Top of EXTRACTED INFORMATION
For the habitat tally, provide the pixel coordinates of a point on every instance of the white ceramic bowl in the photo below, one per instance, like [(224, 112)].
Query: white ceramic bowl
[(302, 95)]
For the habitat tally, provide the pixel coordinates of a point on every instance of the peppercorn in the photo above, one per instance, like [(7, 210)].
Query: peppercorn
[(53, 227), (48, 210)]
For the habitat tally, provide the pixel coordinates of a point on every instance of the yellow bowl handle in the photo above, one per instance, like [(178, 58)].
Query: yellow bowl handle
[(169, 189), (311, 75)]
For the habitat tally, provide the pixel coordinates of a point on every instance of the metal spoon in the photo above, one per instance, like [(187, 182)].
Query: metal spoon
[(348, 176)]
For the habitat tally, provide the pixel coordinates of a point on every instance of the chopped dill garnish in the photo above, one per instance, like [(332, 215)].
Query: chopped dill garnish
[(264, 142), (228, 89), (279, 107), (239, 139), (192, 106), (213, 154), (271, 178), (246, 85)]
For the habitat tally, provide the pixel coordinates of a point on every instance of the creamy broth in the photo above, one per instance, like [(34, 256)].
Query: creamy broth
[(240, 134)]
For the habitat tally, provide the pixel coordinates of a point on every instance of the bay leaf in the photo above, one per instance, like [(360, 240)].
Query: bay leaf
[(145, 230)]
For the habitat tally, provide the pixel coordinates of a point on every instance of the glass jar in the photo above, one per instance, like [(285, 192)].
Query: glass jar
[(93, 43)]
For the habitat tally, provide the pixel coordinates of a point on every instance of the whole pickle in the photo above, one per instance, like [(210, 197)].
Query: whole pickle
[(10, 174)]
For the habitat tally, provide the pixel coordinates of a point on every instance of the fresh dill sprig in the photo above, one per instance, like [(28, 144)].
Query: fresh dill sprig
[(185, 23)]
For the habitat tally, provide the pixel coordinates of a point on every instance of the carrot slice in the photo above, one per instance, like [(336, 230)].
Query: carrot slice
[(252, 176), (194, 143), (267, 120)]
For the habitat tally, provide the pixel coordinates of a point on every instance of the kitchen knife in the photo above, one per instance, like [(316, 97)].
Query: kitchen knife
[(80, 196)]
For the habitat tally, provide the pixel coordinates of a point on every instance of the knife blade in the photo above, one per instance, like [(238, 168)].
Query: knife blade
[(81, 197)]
Bottom of EXTRACTED INFORMATION
* **ABOUT THIS EXERCISE**
The data are to be transcribed in full, exactly as given.

* **RESPONSE TO THE EXERCISE**
For the habitat tally, provide the pixel coordinates of a point on every instance of the white ceramic bowl in the photo below, one per instance, like [(224, 112)].
Query: white ceramic bowl
[(302, 95)]
For the habitat tally, provide the pixel coordinates of a point on every instance of the peppercorn in the photo above, one per instance, like [(7, 210)].
Query: peppercorn
[(53, 227), (48, 210)]
For the habitat tally, provide the pixel coordinates of a point on every instance of the yellow bowl handle in the photo above, one per instance, like [(178, 58)].
Query: yellow bowl handle
[(169, 189), (311, 75)]
For the habitat tally, provide the pixel coordinates of a point on every instance of the metal spoon in the photo above, one per instance, like [(187, 182)].
Query: metal spoon
[(348, 176)]
For the habitat tally, provide the pixel coordinates of a point on every instance of the chopped dill garnish in the photo above, one per instance, like [(332, 215)].
Query: chopped dill garnish
[(264, 142), (228, 89), (279, 107), (239, 139), (192, 106), (213, 154), (271, 178), (246, 85)]
For the habitat tally, provide the pixel coordinates of a point on every instance of the creamy broth in the photo above, one per instance, like [(34, 256)].
Query: creamy broth
[(240, 134)]
For the habitat tally, provide the pixel coordinates of a point on every instance of the bay leaf in the photo above, one per instance, like [(360, 240)].
Query: bay leaf
[(145, 230)]
For the habitat tally, provide the pixel coordinates of a point on every instance of the glass jar in the photo above, one per instance, like [(285, 192)].
Query: glass jar
[(93, 43)]
For the habitat tally, provide the pixel coordinates of a point on every instance of the whole pickle in the photo above, one per instance, like [(210, 197)].
Query: whole pickle
[(10, 174)]
For the habitat tally, provide the pixel coordinates of a point on every instance of the fresh dill sprig in the photo above, one per instance, like [(28, 144)].
Query: fresh dill sprig
[(185, 23)]
For the habitat tally, provide the pixel coordinates of a point on every instance of the carrot slice in the photo above, one per instance, like [(336, 230)].
Query: carrot slice
[(252, 176), (194, 143), (267, 120)]
For the habitat tally, provide the pixel coordinates of a point on every instance of the kitchen knife in the photo above, one per instance, like [(316, 97)].
Query: kitchen knife
[(80, 196)]
For the habitat tally, provide the pixel coordinates of a point on every instance of the knife blade in the photo above, one per instance, like [(238, 168)].
Query: knife blade
[(81, 197)]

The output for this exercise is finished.